Task prompt -> Could you repeat, word for word, the lines of the listing between the line holding "outline scattered flour dust" and the line holding "138L241 147L230 153L220", inclusive, leaving out any pictures?

Input records ->
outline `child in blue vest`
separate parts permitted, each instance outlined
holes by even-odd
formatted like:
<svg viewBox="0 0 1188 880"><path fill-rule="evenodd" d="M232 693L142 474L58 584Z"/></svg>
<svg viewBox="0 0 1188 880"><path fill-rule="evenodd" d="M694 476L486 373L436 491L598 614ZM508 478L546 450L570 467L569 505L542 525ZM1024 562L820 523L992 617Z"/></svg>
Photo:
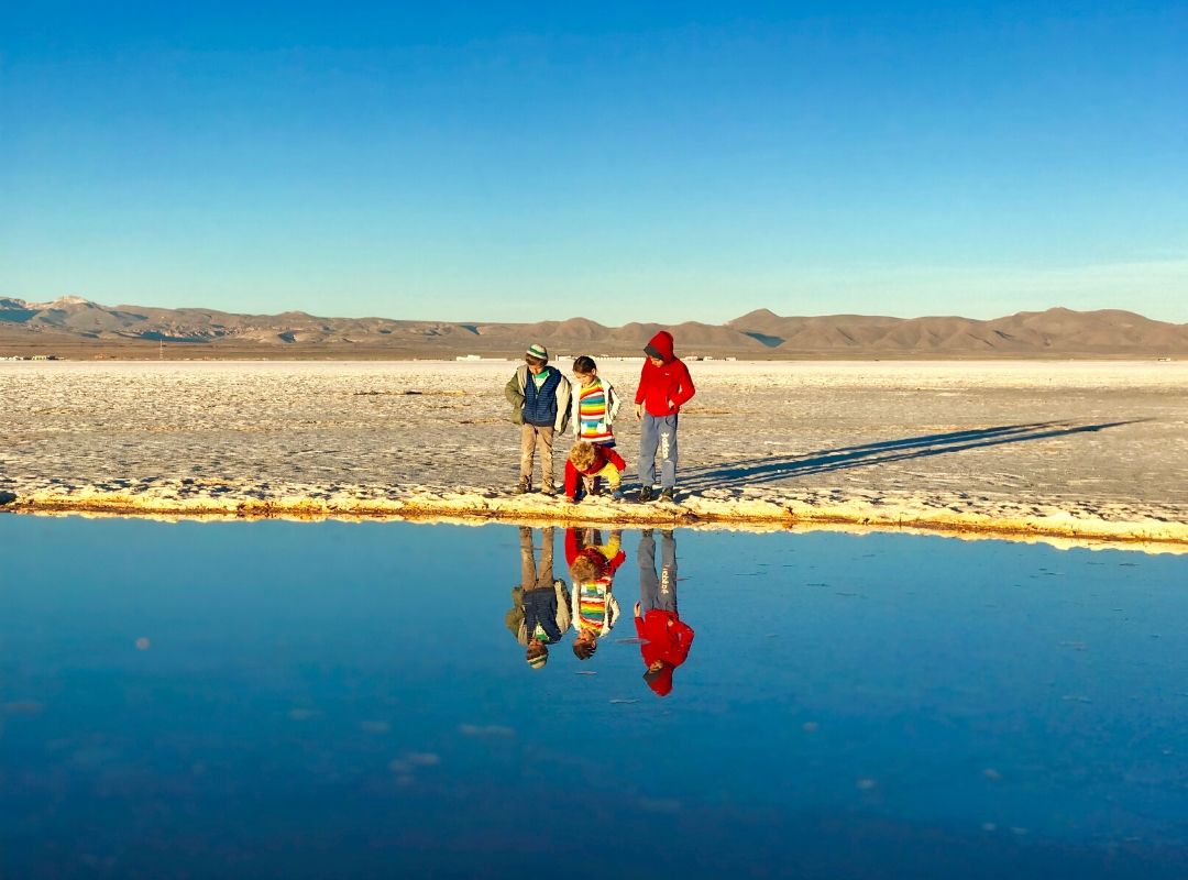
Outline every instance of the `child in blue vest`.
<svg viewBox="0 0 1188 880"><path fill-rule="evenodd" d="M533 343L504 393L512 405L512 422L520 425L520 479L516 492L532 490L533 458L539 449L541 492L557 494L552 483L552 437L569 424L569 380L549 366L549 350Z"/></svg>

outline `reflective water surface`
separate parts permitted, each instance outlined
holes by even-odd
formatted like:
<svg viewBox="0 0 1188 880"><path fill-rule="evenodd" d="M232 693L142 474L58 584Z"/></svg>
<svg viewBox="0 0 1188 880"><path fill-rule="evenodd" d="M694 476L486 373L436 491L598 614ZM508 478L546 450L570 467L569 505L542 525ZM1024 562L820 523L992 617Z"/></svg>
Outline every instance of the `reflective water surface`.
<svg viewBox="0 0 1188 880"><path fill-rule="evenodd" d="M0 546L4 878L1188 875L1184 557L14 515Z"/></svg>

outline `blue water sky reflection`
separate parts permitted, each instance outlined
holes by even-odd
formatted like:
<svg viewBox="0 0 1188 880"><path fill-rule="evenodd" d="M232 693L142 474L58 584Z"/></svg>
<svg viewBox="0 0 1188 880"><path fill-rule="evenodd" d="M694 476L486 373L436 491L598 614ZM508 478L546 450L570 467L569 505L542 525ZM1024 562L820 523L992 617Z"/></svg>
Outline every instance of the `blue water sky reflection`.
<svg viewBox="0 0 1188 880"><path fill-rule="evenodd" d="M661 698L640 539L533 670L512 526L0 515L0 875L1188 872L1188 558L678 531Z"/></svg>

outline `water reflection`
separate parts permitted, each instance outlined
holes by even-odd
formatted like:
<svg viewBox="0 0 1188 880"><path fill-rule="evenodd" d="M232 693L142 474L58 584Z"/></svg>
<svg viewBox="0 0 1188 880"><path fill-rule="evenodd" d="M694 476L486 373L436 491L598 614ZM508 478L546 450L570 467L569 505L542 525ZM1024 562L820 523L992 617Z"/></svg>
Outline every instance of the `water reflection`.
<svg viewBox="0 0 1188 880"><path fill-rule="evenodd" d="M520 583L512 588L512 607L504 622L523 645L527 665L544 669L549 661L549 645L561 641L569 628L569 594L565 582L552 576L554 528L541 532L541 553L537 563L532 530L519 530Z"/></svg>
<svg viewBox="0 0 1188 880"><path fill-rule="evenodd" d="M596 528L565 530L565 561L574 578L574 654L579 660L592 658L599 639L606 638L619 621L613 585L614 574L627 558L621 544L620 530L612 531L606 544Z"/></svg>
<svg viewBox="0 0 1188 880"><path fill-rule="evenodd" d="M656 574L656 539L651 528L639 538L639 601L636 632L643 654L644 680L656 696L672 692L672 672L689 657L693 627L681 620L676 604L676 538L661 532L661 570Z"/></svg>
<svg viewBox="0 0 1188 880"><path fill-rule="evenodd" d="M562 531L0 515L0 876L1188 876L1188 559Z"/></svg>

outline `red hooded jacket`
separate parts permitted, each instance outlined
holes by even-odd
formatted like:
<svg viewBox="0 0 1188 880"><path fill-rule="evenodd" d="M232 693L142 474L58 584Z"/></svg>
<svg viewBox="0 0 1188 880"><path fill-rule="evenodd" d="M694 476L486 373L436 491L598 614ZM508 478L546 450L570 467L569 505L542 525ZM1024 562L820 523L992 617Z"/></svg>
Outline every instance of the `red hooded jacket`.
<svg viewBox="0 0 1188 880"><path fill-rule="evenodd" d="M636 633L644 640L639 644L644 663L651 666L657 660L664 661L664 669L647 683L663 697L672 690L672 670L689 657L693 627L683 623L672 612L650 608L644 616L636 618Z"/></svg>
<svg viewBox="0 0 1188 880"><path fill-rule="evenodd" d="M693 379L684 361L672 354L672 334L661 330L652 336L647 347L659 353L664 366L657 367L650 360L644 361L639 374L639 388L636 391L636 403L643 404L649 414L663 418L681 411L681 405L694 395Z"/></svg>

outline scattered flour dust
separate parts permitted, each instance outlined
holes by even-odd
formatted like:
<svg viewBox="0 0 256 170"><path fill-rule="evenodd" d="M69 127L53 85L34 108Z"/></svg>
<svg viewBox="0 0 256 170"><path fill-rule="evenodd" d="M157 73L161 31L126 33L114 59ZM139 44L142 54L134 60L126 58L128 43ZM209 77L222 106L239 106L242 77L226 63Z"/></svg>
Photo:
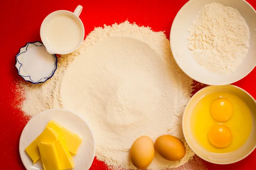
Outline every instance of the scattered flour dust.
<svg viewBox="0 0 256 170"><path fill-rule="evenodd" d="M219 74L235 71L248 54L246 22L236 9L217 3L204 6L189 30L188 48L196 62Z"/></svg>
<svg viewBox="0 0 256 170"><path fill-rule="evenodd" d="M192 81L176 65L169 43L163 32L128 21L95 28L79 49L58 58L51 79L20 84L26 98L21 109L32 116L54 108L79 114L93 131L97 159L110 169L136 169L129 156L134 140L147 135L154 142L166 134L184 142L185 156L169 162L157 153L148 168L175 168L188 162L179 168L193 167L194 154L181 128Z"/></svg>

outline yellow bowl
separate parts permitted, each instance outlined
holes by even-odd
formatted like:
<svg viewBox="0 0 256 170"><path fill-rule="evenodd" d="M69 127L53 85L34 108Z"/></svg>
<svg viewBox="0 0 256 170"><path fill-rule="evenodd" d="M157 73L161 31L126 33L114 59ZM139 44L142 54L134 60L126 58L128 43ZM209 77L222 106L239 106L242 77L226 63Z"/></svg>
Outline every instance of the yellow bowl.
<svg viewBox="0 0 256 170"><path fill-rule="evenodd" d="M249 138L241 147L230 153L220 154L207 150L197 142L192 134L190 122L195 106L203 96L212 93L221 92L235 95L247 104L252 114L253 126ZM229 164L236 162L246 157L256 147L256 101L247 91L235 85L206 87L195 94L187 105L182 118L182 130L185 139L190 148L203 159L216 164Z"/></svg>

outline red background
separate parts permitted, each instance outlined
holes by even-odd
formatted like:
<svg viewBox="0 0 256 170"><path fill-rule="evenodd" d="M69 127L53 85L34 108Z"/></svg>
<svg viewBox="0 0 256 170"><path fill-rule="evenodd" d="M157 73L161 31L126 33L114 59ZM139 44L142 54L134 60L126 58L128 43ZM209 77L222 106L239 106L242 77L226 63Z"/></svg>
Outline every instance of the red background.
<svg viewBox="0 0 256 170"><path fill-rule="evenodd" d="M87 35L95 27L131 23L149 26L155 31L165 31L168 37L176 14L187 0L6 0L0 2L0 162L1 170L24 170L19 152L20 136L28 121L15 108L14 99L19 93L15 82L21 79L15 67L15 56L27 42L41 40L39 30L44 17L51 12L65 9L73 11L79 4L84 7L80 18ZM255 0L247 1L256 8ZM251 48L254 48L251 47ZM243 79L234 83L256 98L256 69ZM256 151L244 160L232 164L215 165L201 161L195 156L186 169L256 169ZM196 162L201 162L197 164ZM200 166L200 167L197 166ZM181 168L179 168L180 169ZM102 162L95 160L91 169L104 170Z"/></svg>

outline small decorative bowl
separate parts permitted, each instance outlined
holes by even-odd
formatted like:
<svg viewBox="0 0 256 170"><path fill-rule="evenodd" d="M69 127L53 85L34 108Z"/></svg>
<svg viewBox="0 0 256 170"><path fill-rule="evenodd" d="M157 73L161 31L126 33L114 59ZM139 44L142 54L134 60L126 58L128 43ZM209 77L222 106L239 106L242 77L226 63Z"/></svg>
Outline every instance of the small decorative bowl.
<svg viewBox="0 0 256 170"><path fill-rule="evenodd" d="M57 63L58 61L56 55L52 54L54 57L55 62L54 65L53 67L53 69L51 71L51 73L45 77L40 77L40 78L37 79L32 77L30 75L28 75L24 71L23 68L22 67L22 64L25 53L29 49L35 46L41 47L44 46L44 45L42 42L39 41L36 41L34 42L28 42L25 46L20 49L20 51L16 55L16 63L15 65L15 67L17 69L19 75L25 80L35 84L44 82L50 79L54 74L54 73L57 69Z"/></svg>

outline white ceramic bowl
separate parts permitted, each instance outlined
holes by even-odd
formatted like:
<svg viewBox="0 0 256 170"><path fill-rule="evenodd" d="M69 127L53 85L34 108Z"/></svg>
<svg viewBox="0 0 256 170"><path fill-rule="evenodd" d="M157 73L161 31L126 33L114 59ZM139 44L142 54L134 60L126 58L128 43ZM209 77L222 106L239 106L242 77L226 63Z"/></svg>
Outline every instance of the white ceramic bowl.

Right answer ->
outline scattered flour dust
separate parts permitted, each instance outlined
holes by even-odd
formatted like:
<svg viewBox="0 0 256 170"><path fill-rule="evenodd" d="M69 127L53 85L34 108Z"/></svg>
<svg viewBox="0 0 256 170"><path fill-rule="evenodd" d="M157 73L161 31L126 33L114 59ZM139 44L142 54L134 60L126 58L128 43ZM209 77L222 106L239 106L242 77L226 63Z"/></svg>
Photo:
Outline every instance of the scattered flour dust.
<svg viewBox="0 0 256 170"><path fill-rule="evenodd" d="M219 74L235 71L248 54L246 22L236 9L217 3L204 6L189 30L188 48L196 62Z"/></svg>
<svg viewBox="0 0 256 170"><path fill-rule="evenodd" d="M192 81L176 65L169 43L163 32L128 21L95 28L79 49L58 58L51 79L20 84L26 98L21 109L32 116L54 108L79 114L93 131L97 159L110 169L136 169L129 156L134 140L147 135L154 142L166 134L184 142L185 156L169 162L157 153L148 168L175 168L188 162L179 168L193 167L194 154L181 128Z"/></svg>

outline yellow bowl
separate parts permitted, each instance outlined
holes by even-odd
formatted like:
<svg viewBox="0 0 256 170"><path fill-rule="evenodd" d="M69 127L53 85L34 108Z"/></svg>
<svg viewBox="0 0 256 170"><path fill-rule="evenodd" d="M157 73L161 31L126 33L114 59ZM139 44L142 54L134 60L126 58L128 43ZM209 77L222 106L239 106L242 77L226 63Z"/></svg>
Outline every instance of the yellow bowl.
<svg viewBox="0 0 256 170"><path fill-rule="evenodd" d="M249 138L241 147L230 153L220 154L207 150L197 142L192 134L190 122L195 106L203 96L212 93L221 92L235 95L247 104L252 114L253 126ZM229 164L236 162L246 157L256 147L256 101L247 91L235 85L206 87L195 94L187 105L182 118L182 130L185 139L190 148L203 159L216 164Z"/></svg>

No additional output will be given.